• _Excerpted text_
· · · · ·
My 5 Takeaways from Teaching at Alt Summit

The Saguaro Hotel Palm Springs

Alt is where it all started for me.

Somehow two years ago I got it in my head to apply to be a speaker at Alt. I pitched a bunch of different ideas and was chosen (woot) to speak on editing, specifically "How to Develop a Consistent Style". I prepared for weeks and the classed turned out pretty good (although it could have used some finessing).  Since then I've found the courage to pitch different classes at other conferences and even hosted my own workshop, each time honing in what works and what doesn't work. 

Upon hearing Alt Summit would be in Palm Springs, I applied again to be speaker at Alt and got those magic words from the Design Mom, Gabrielle Blair, in response, "Congratulations! You've been selected as a speaker for Alt Summit 2017." I would be teaching a photo editing workshop. I literally screamed when I got the email. 

Fast forward to Thursday morning of the conference, with my hair and makeup did, I taught photo editing to my cozy class of 25-30 attendees. The hour and fifteen minutes flew by, and I felt so completely happy with how it turned out. So I just wanted to shared some takeaways I learned from teaching at Alt this year. 

1. Unexpected challenges can foster creative problem solving and better results.  

In that same email congratulating me on being a speaker, Gabrielle snuck in a little fun surprise, "The room will not have a screen or projector. So please plan your class as a true, hands-on type workshop." Yikes. Those words haunted me. How do you teach a class about work done solely on a computer without a screen or projector? What does hands-on really mean?? Blerg. Can you feel how stressed I was?

So that was my challenge: how do I effectively teach a bunch of people "blindly"? I queried one of my handy facebook groups and got several helpful suggestions which eventually inspired my final solution. I ended up asking all the students to bring a laptop and gave them each a digital folder containing a pdf of the slides of my talking points and a Lightroom catalog for them to follow along with. I made sure my entire spiel was only twenty minutes so I could spend the rest of the time going around helping people one-on-one. Overall I think this workshop was more successful than any of my other talks, and I owe it to not having a projector. Had I had a projector and screen I imagine my workshop would have been pretty dry. The way I presented ended up being completely much more effective as I was forced to go table to table to help attendees individually and see what their specific needs were. 

2. Teaching will bring out the best or the worst of you. 

Teaching is no joke. It's not easy. It's stressful and challenging for someone like me. I honestly had to learn to be a better person while I was teaching my class. There were plenty of moments when I thought I was going to go crazy. I definitely had to exercise plenty of grace and patience, but it all worth it. 

3. Ask for help and accept it when it's offered. 

Like I mentioned before, in a facebook group I asked how I could teach an editing class without a screen or projector. The help and resources I received from that simple ask were invaluable to me. I really owe much of the success of the workshop to those who helped me in that group. So often someone else has already solved your problem, so why not take advantage of their knowledge and save yourself some of the legwork. I saved so much time figuring out my pickle by simply asking for help. You really have nothing to lose by asking for a little help.
· · · · ·
• _Material shown_
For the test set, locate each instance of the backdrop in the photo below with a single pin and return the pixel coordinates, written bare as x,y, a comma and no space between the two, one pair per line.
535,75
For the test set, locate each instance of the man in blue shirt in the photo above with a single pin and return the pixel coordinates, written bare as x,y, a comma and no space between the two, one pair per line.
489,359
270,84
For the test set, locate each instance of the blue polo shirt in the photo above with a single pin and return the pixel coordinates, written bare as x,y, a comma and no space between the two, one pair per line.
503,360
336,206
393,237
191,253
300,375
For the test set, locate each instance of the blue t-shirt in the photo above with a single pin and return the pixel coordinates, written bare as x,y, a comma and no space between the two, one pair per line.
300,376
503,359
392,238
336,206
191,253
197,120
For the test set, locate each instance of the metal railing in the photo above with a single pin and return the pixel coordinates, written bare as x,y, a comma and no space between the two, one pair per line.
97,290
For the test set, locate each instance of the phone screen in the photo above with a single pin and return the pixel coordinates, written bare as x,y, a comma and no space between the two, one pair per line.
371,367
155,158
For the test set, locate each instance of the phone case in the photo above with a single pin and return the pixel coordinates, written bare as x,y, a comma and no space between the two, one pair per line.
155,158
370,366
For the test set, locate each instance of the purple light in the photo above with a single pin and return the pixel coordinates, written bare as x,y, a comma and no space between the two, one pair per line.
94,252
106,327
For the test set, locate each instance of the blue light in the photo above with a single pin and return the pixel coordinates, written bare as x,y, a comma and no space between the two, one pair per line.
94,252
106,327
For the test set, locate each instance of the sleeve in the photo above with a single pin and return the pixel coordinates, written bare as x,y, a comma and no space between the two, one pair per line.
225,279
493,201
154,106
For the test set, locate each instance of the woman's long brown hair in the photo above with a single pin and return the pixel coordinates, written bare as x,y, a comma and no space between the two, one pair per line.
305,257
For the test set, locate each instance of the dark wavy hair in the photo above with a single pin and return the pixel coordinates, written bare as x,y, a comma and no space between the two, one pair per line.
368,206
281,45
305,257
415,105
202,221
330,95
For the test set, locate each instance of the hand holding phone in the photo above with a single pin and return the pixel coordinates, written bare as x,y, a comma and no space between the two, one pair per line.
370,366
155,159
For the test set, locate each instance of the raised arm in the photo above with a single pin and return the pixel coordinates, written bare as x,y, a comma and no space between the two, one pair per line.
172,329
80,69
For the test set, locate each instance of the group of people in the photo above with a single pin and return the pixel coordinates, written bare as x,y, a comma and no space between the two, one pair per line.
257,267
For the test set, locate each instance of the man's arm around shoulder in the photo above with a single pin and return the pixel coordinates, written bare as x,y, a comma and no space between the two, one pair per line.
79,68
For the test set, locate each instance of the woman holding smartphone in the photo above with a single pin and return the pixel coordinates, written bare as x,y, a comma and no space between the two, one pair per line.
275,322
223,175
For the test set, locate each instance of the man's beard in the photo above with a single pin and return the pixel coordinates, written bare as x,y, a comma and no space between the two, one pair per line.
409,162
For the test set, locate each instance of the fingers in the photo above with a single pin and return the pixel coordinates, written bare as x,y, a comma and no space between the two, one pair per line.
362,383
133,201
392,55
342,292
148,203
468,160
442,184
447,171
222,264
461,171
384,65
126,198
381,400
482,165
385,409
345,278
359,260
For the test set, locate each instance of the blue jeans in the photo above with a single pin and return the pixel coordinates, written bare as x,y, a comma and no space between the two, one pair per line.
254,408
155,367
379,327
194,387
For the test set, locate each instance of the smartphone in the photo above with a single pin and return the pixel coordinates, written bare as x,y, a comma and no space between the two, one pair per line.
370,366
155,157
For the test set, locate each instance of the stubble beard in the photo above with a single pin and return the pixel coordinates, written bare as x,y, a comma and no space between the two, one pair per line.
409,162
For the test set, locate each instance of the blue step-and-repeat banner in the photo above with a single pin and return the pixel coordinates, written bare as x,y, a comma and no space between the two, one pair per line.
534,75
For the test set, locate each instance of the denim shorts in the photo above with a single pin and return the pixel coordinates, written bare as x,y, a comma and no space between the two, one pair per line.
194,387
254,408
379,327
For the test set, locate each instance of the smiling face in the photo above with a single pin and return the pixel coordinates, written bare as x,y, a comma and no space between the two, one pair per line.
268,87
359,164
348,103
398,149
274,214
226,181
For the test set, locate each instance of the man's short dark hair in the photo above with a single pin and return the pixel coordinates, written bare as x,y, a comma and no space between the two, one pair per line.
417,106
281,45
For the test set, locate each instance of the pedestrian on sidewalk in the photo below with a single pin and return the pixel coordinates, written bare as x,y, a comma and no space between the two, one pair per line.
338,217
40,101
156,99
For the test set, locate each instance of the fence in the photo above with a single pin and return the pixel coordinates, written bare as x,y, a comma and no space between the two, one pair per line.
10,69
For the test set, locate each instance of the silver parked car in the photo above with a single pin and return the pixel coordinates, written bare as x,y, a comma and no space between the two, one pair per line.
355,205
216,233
· · · · ·
• _What is needed_
Please pick up the post about teaching at Alt Summit after its last sentence and keep writing it. The rows aren't needed here.

• _Output of the exercise_
At my workshop I had an Alt representative. I wish I could remember his name because he was so incredibly helpful. While I was preparing to speak, my Alt rep went around helping people load the workshop material on their computers. That little bit of help was really loads and loads helpful to me. Part of my personality is to always turn away help--I never want to put someone out or inconvenience them, so over the years I've really had to learn to accept help when it's offered because utilizing the people around me is really such an invaluable asset. 

photo by justin hackworth

photo by justin hackworth

4. Trust yourself. 

When I was in college I presented a multi-million dollar housing project to Bank of America for a competition. I was super nervous, but I'll never forget what one of my teammates said to calm my nerves, "You know this material. Trust yourself." To this day her words have stuck with me. Even though I'm pretty snazzy at editing, I was scared about my workshop. What if no one learned anything? What if no one showed up? What if I didn't make sense? What if my screen/projector solution didn't work? But I knew the material backwards and forwards, so I trusted that. I trusted myself. In the end that's all I needed and everything worked out. A couple people might have even told me it was the best class they'd been to at the conference. (cue happy dance.)

5. Share knowledge generously. 

I once had a mentor who shared everything about his business with me from his business practices to his insurance agent. He was generous with his knowledge and I'm indebted to him for that, so I've always used that as a model in how I want to interact with other creatives. I tell my creative friends I have no secrets with regards to my business. And I really don't. If there's something you want to know about my business I'll share it with you. 

At my workshop I was so happy to see that the attendees were learning something. Even if it was just one small thing, I was happy I could share that with them. There's no reason for me to keep this editing knowledge to myself when I could instead be helping people with what I know. 

All in all I felt like my workshop was a total success. I'm so thankful for the people who attended my workshop, their patience with me, and the really, really good questions they asked. 

 

Saguaro Hotel, Palm Springs, CA. February 2, 2016 | Fuji x100s



Thriving (at least trying to)

“My mission in life is not merely to survive, 
but to thrive; and to do so with
some passion, some compassion, some humor, and some style.”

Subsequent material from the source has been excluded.